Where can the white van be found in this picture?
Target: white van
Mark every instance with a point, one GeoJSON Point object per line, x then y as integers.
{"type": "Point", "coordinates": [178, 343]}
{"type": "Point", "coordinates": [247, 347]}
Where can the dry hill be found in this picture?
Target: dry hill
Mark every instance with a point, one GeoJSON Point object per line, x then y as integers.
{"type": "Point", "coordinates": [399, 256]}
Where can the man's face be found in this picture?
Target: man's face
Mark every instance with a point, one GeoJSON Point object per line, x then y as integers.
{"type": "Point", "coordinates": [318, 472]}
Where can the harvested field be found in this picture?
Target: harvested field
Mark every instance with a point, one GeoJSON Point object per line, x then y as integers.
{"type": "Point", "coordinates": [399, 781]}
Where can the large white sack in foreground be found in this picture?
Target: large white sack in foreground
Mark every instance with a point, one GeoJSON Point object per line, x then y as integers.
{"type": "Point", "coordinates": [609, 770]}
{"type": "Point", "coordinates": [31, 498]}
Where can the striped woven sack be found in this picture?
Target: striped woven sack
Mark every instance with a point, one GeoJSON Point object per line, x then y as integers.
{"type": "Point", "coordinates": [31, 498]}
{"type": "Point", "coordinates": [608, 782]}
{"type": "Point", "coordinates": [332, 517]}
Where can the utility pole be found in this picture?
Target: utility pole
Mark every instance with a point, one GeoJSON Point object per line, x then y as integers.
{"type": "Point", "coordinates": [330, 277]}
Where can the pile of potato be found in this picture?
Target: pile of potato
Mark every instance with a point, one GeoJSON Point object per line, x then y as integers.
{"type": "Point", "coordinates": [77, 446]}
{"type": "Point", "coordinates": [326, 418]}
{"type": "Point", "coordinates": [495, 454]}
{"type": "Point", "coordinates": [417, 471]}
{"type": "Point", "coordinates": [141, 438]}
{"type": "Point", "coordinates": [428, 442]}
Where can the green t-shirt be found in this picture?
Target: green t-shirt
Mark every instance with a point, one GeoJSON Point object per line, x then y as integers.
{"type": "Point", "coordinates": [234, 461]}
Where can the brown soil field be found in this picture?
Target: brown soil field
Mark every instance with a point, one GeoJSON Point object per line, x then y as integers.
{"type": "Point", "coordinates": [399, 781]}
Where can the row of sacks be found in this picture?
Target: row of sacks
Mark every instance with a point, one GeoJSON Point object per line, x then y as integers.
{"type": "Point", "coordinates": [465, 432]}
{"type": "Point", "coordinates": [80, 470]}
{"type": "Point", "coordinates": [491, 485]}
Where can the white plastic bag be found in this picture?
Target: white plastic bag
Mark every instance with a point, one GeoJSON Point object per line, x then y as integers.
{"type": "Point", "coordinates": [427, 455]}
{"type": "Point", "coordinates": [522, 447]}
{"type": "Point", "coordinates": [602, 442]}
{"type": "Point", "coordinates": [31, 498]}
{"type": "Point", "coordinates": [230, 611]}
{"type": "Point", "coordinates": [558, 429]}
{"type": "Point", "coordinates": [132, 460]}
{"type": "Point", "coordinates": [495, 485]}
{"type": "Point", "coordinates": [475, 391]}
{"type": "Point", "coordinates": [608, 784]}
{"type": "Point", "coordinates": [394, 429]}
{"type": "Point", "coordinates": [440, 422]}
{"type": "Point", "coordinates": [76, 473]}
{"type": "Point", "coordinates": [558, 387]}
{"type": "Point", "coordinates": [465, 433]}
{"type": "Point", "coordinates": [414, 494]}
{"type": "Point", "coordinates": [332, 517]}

TASK DETAILS: Word for word and line for line, give the material again.

ANSWER TO THE EXERCISE:
Where can the white van be found in this picture?
Target: white van
Mark every instance with a point, one GeoJSON Point object per line, x then y as integers.
{"type": "Point", "coordinates": [178, 343]}
{"type": "Point", "coordinates": [247, 347]}
Where can the dry hill be found in this picture?
Target: dry hill
Mark every instance with a point, one GeoJSON Point object per line, x then y as integers.
{"type": "Point", "coordinates": [399, 256]}
Where can the man's face be found in this picture?
Target: man's face
Mark every instance with a point, one GeoJSON Point object per line, x then y as integers.
{"type": "Point", "coordinates": [318, 472]}
Where can the harvested field be found in this picture?
Target: harvested field
Mark every instance with a point, one GeoJSON Point object per line, x then y as integers.
{"type": "Point", "coordinates": [399, 781]}
Where can the large white sack in foreground be found in this picture?
Target: large white sack in foreground
Mark every instance with a point, one GeoJSON Point object per line, x then y as integers.
{"type": "Point", "coordinates": [609, 770]}
{"type": "Point", "coordinates": [31, 498]}
Where can the striped woven sack be found in this picture?
Target: striped woven sack
Mark every instance with a point, one GeoJSON Point object per line, x then y as integers.
{"type": "Point", "coordinates": [31, 498]}
{"type": "Point", "coordinates": [608, 782]}
{"type": "Point", "coordinates": [332, 517]}
Where can the utility pole be found in this picture?
Target: utility pole
Mark every instance with a point, one GeoJSON Point object per line, x then y as integers.
{"type": "Point", "coordinates": [330, 277]}
Where can the pile of potato be found in this picture?
Target: pile of potato
Mark every instance with a point, one GeoJSON Point object per line, x then y as integers.
{"type": "Point", "coordinates": [77, 446]}
{"type": "Point", "coordinates": [326, 418]}
{"type": "Point", "coordinates": [495, 454]}
{"type": "Point", "coordinates": [417, 471]}
{"type": "Point", "coordinates": [141, 438]}
{"type": "Point", "coordinates": [428, 442]}
Where can the green t-shirt be found in this picture?
Target: green t-shirt
Mark every instance with a point, one GeoJSON Point object per line, x then y as integers.
{"type": "Point", "coordinates": [234, 461]}
Where can the brown soil field be found in this picture?
Target: brown soil field
Mark every instance with a point, one GeoJSON Point object per line, x then y as integers.
{"type": "Point", "coordinates": [399, 781]}
Where can the row of sacks be found in this picture?
Target: row of sacks
Mark every instance with a point, one GeoJSON Point object per line, x then y as integers.
{"type": "Point", "coordinates": [465, 432]}
{"type": "Point", "coordinates": [80, 470]}
{"type": "Point", "coordinates": [491, 485]}
Where can the white plastic bag be found in this picture?
Target: white plastic bag
Mark every instance with a point, one GeoJSON Point object per line, x then y as integers.
{"type": "Point", "coordinates": [427, 455]}
{"type": "Point", "coordinates": [522, 447]}
{"type": "Point", "coordinates": [602, 442]}
{"type": "Point", "coordinates": [31, 498]}
{"type": "Point", "coordinates": [230, 611]}
{"type": "Point", "coordinates": [558, 429]}
{"type": "Point", "coordinates": [132, 460]}
{"type": "Point", "coordinates": [495, 485]}
{"type": "Point", "coordinates": [475, 391]}
{"type": "Point", "coordinates": [608, 784]}
{"type": "Point", "coordinates": [394, 429]}
{"type": "Point", "coordinates": [440, 422]}
{"type": "Point", "coordinates": [76, 473]}
{"type": "Point", "coordinates": [558, 387]}
{"type": "Point", "coordinates": [465, 433]}
{"type": "Point", "coordinates": [414, 494]}
{"type": "Point", "coordinates": [332, 517]}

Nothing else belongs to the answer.